*Aufgabe*. Übersetze diesen Satz aus dem Übungstext zum Entzug der Fahrerlaubnis ins Englische: „Nach diesen Vorschriften muss die Behörde die Fahrerlaubnis entziehen, wenn sich jemand als ungeeignet zum Führen von Kraftfahrzeugen erweist.“

Begründung der Behörde: Zweifel an der Fahreignung wegen möglicher psychischer Erkrankung und nicht vorgelegtes Gutachten
Die Fahrerlaubnisbehörde begründete den Entzug der Fahrerlaubnis mit Zweifeln an der Fahreignung der Antragstellerin. Rechtsgrundlage hierfür sind § 3 Abs. 1 Satz 1 des Straßenverkehrsgesetzes (StVG) in Verbindung mit § 46 Abs. 1 Satz 1 der Fahrerlaubnis-Verordnung (FeV). Nach diesen Vorschriften muss die Behörde die Fahrerlaubnis entziehen, wenn sich jemand als ungeeignet zum Führen von Kraftfahrzeugen erweist.

*Extrahierte Daten*.

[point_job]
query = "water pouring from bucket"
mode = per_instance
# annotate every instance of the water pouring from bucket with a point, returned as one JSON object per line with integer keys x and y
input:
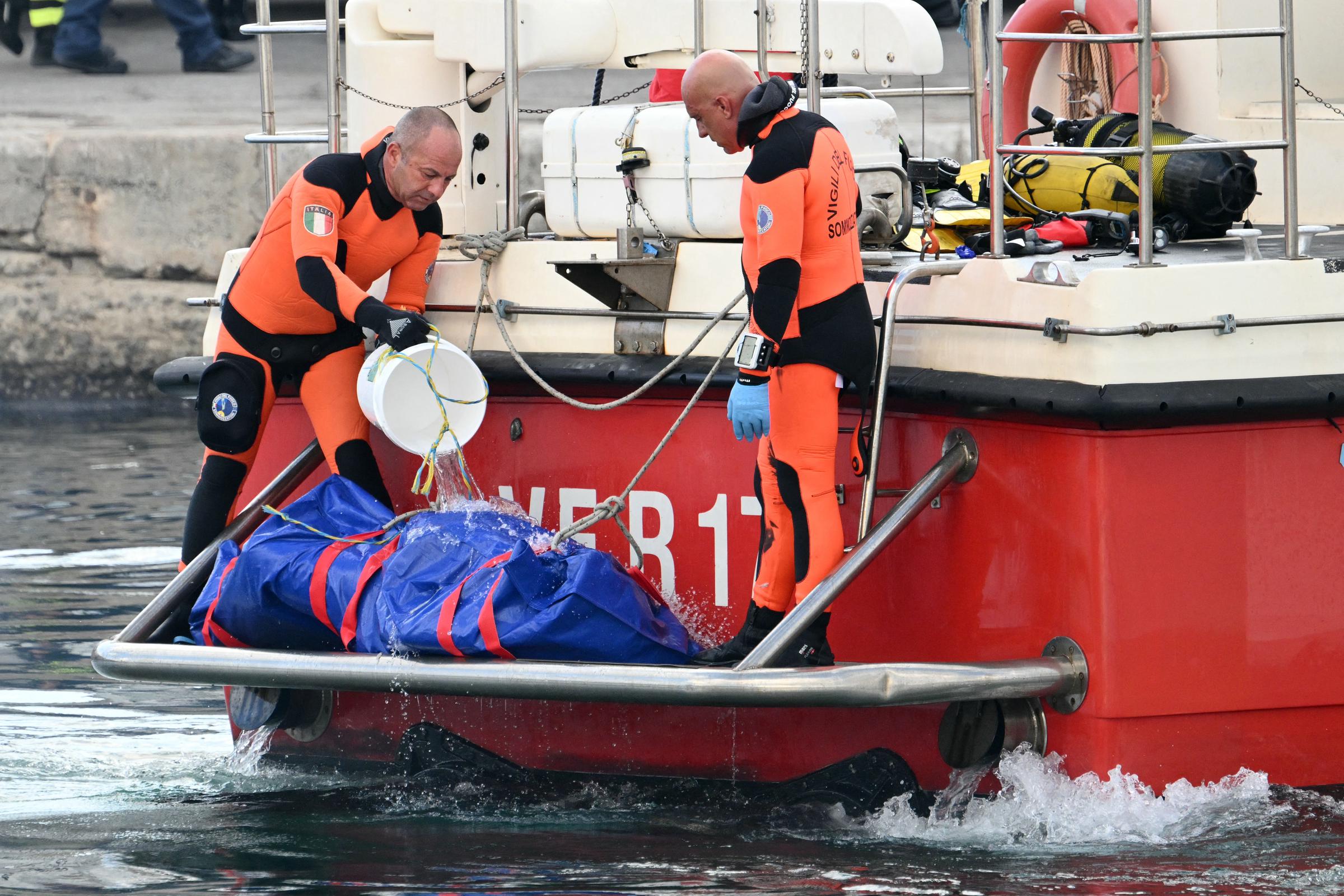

*Antwortfeld*. Under these provisions, the authority must revoke the driver's license if a person proves to be unfit to drive motor vehicles.